(Saved entries)
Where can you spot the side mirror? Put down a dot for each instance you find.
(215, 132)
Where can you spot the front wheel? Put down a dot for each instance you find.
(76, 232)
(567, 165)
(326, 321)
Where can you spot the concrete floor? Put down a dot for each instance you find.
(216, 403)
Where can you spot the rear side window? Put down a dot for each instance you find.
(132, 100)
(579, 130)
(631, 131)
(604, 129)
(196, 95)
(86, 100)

• EXERCISE INSTRUCTIONS: What is wanted is the line containing "Where can you spot the concrete" and every line after it through the last line of the entries, printed exactly.

• EXERCISE SOLUTION:
Where can you spot the concrete floor? Put down a dot for each instance you find.
(216, 403)
Where can you spot the rear side window? Put down a dot for each instance you find.
(132, 100)
(579, 130)
(631, 131)
(604, 129)
(196, 95)
(86, 100)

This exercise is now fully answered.